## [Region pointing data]

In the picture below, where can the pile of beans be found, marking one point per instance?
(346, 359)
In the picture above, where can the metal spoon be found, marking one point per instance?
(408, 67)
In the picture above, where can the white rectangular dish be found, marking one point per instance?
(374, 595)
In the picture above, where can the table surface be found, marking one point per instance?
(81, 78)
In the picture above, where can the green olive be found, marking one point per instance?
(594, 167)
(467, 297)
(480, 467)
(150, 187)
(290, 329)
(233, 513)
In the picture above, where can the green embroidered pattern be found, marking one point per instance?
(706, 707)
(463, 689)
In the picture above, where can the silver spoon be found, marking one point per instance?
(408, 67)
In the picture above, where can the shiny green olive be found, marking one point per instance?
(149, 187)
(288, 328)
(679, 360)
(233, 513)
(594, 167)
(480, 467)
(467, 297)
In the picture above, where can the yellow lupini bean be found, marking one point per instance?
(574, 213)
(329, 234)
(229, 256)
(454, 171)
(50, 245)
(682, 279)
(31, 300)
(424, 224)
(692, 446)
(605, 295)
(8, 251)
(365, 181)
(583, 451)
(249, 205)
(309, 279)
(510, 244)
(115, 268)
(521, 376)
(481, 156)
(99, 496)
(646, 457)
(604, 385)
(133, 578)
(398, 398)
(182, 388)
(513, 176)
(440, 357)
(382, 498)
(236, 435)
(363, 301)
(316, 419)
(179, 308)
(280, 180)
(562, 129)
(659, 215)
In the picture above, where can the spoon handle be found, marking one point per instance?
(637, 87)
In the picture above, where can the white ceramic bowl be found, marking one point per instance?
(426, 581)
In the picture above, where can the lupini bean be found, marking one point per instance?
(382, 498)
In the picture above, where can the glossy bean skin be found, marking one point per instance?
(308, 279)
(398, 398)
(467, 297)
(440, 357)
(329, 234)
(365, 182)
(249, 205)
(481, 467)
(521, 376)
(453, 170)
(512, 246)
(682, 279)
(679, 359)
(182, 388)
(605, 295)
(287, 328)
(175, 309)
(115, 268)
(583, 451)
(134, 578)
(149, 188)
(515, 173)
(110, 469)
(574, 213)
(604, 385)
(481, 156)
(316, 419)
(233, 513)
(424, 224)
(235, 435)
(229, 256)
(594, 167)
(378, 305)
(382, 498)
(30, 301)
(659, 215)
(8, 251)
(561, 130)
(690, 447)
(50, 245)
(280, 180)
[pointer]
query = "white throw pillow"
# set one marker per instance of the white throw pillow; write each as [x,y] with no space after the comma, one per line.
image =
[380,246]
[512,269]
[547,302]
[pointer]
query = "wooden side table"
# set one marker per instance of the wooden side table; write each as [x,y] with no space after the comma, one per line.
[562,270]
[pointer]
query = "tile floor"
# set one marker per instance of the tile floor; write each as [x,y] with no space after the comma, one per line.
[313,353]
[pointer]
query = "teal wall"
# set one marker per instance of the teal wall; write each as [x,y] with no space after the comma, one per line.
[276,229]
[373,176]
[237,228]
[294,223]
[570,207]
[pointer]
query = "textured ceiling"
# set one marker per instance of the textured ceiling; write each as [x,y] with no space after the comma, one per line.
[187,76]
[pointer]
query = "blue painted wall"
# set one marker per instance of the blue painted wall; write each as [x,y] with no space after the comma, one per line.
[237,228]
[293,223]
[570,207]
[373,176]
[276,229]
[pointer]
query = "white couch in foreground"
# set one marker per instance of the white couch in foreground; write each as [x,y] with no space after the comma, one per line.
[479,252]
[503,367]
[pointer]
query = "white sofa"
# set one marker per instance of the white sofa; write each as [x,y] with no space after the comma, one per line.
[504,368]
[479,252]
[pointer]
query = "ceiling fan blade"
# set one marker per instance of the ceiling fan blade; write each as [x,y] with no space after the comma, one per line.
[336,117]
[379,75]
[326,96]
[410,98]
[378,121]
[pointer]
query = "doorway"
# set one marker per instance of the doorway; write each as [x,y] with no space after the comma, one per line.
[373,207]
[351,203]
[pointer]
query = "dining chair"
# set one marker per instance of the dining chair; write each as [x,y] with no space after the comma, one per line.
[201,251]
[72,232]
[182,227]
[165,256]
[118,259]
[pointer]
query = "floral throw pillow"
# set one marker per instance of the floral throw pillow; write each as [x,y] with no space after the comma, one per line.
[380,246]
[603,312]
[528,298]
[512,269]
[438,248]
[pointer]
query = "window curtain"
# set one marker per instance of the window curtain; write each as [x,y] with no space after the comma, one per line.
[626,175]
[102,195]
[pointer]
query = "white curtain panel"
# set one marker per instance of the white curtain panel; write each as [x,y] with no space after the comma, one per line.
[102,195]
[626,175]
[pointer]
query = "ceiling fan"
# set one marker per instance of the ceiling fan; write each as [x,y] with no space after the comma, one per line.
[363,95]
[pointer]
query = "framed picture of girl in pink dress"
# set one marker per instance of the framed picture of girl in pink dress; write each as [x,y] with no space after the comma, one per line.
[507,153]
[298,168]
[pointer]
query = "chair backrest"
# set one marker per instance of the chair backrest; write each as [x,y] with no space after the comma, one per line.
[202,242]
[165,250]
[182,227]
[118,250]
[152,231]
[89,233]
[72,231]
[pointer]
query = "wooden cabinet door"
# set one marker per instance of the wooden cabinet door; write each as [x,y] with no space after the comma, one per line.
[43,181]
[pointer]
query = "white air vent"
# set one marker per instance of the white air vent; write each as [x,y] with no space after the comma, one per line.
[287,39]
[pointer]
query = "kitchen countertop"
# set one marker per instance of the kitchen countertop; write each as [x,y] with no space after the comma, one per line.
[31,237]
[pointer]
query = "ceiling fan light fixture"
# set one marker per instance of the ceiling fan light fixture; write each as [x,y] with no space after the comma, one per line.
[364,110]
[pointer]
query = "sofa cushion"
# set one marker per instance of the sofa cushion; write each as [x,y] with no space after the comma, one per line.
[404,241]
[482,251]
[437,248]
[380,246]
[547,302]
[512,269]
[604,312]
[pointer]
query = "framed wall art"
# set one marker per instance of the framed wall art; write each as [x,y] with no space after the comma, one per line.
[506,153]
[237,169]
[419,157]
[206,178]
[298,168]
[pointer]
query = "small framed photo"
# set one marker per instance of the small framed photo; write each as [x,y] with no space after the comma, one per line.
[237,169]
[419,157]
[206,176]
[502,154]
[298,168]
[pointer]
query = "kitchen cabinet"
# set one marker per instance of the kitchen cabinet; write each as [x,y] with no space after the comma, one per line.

## [ACTIVITY]
An exact copy of every line above is needed.

## [RESPONSE BELOW]
In the picture below, where can the pile of beans be found, marking one point per instance?
(346, 359)
In the picture above, where can the metal spoon be found, marking one point per instance?
(408, 67)
In the picture above, where can the white rectangular dish be found, marking one point per instance?
(374, 595)
In the picture above, where can the table surface be found, marking one point per instance?
(81, 78)
In the picture above, where can the green olive be found, marking one point per instance?
(594, 167)
(467, 297)
(480, 467)
(150, 187)
(290, 329)
(233, 513)
In the picture above, where can the green embroidered pattern be found, marking one point per instance?
(706, 707)
(463, 689)
In the picture above, where can the silver spoon be found, marking one point per instance?
(408, 67)
In the picture above, where can the shiny green olive be found, marking one point per instance?
(149, 187)
(288, 328)
(679, 360)
(233, 513)
(594, 167)
(480, 467)
(467, 297)
In the picture above, where can the yellow lupini bean be found, marking one point per instance?
(574, 213)
(329, 234)
(229, 256)
(454, 171)
(50, 245)
(682, 279)
(31, 300)
(424, 224)
(692, 446)
(605, 295)
(8, 251)
(365, 181)
(583, 451)
(249, 205)
(309, 279)
(510, 244)
(115, 268)
(521, 376)
(481, 156)
(99, 496)
(646, 457)
(604, 385)
(133, 578)
(398, 398)
(182, 388)
(513, 176)
(440, 357)
(382, 498)
(236, 435)
(363, 301)
(316, 419)
(179, 308)
(280, 180)
(562, 129)
(659, 215)
In the picture above, where can the spoon handle be found, marking one point per instance?
(637, 87)
In the picture above, where can the white ceramic bowl be found, marking one point per instance?
(426, 581)
In the picture above, where can the lupini bean be found, marking one point per instance?
(382, 498)
In the picture above, where can the glossy bean skin be found, marking one point per instance?
(308, 279)
(398, 398)
(467, 297)
(440, 357)
(329, 234)
(365, 182)
(249, 205)
(481, 467)
(521, 376)
(453, 170)
(512, 246)
(682, 279)
(679, 359)
(182, 388)
(605, 295)
(287, 328)
(175, 309)
(115, 268)
(583, 451)
(134, 578)
(149, 188)
(515, 173)
(110, 469)
(574, 213)
(604, 385)
(481, 156)
(316, 419)
(233, 513)
(424, 224)
(235, 435)
(229, 256)
(594, 167)
(378, 305)
(382, 498)
(30, 301)
(659, 215)
(8, 251)
(561, 130)
(690, 447)
(50, 245)
(280, 180)
[pointer]
query = "white throw pillow"
# set one marker per instance of the white throw pillow; write each as [x,y] with no space after the comma, one per line.
image =
[380,246]
[512,269]
[547,302]
[pointer]
query = "wooden side table"
# set one marker per instance of the wooden side table; write each as [x,y] with no space after the comma, one per line.
[562,270]
[pointer]
query = "tile floor"
# set one marker per instance of the tile floor; write each as [x,y] with no space after the comma, one per line.
[313,353]
[pointer]
query = "teal wall"
# set one marker per instance of the teal wall; write each as [x,y] with no space after the comma, one per line.
[276,229]
[373,176]
[237,228]
[294,223]
[570,207]
[pointer]
query = "textured ceiling"
# set one marker per instance of the textured ceiling; write each as [x,y] with no space after the comma, one per line.
[187,76]
[pointer]
query = "blue painted wall"
# set one marker per instance of the blue painted wall; write each as [x,y] with no space after the comma, one per line.
[237,228]
[293,223]
[570,207]
[373,176]
[276,229]
[pointer]
query = "white couch in foreground"
# set one marker per instance of the white couch in foreground; write each as [x,y] with no space after the comma, one per line.
[479,252]
[503,367]
[pointer]
query = "white sofa"
# set one marker per instance of the white sofa; write each as [x,y] with no space after the comma, one per line.
[504,368]
[479,252]
[pointer]
query = "ceiling fan blade"
# set one marker per instance of the ceiling fan blade; write each as [x,y] with no space after the comma, one per line.
[336,117]
[379,75]
[326,96]
[410,98]
[378,121]
[pointer]
query = "doorway"
# set one marker per instance of the doorway; write each as [x,y] with no space after the comma, one per line.
[373,207]
[351,203]
[pointer]
query = "dining chair"
# set one marker per instance of the dining chair; write each as [x,y] with no space after the comma, one per line.
[201,251]
[72,232]
[182,227]
[165,256]
[118,259]
[pointer]
query = "floral throw pillow"
# set one marker per instance of the floral throw pillow; write each as [x,y] with no space after the comma, one per line.
[380,246]
[603,312]
[528,298]
[512,269]
[438,248]
[pointer]
query = "window curtain"
# set one marker per instance of the window curtain; write each as [x,y] with no space after the comma, one per line.
[626,175]
[102,195]
[pointer]
query = "white curtain panel"
# set one marker per instance of the white curtain panel; write each as [x,y] with no space after the comma, one per line.
[102,195]
[626,175]
[pointer]
query = "ceiling fan"
# set one marker per instance of the ceiling fan; write each as [x,y] with no space after the comma, one per line.
[363,95]
[pointer]
query = "framed picture of girl in pink dress"
# set one marker per instance of the framed picture of girl in pink dress; write each as [x,y] with no space after the comma, one per line.
[507,153]
[298,168]
[pointer]
query = "chair backrest"
# set one marker per instance of the chair backrest; write each as [x,y] with no space after the comma, one per line.
[202,242]
[165,250]
[182,227]
[118,250]
[152,231]
[89,233]
[72,231]
[pointer]
query = "wooden cabinet door"
# set one marker per instance of the wooden cabinet door; write each as [x,y] with no space after the comma, one per line.
[43,181]
[pointer]
query = "white air vent"
# set one marker per instance of the white air vent; write each as [x,y] with no space after the comma, one per line.
[287,39]
[pointer]
query = "kitchen countertop"
# set one marker per instance of the kitchen countertop; write each as [x,y] with no space after the comma, one per line.
[31,237]
[pointer]
query = "ceiling fan light fixture"
# set one marker per instance of the ceiling fan light fixture; write each as [x,y] with no space after the comma, one per line.
[364,110]
[pointer]
query = "sofa cushion"
# set one marker per instance of the sofa cushion; write each as [x,y] with no space after the comma, one per line.
[404,241]
[482,251]
[437,248]
[380,246]
[547,302]
[512,269]
[604,312]
[pointer]
query = "framed wall art"
# set one marker per instance of the framed wall art; write each as [x,y] with no space after the comma, one per line.
[506,153]
[237,169]
[419,157]
[206,178]
[298,168]
[pointer]
query = "small framed photo"
# set one marker per instance of the small framed photo; write each as [x,y] with no space after the comma, one per line.
[237,169]
[419,157]
[206,176]
[502,154]
[298,168]
[pointer]
query = "kitchen cabinet"
# set one marker per instance of the kitchen cabinet; write each as [x,y] with no space after the comma, one per line.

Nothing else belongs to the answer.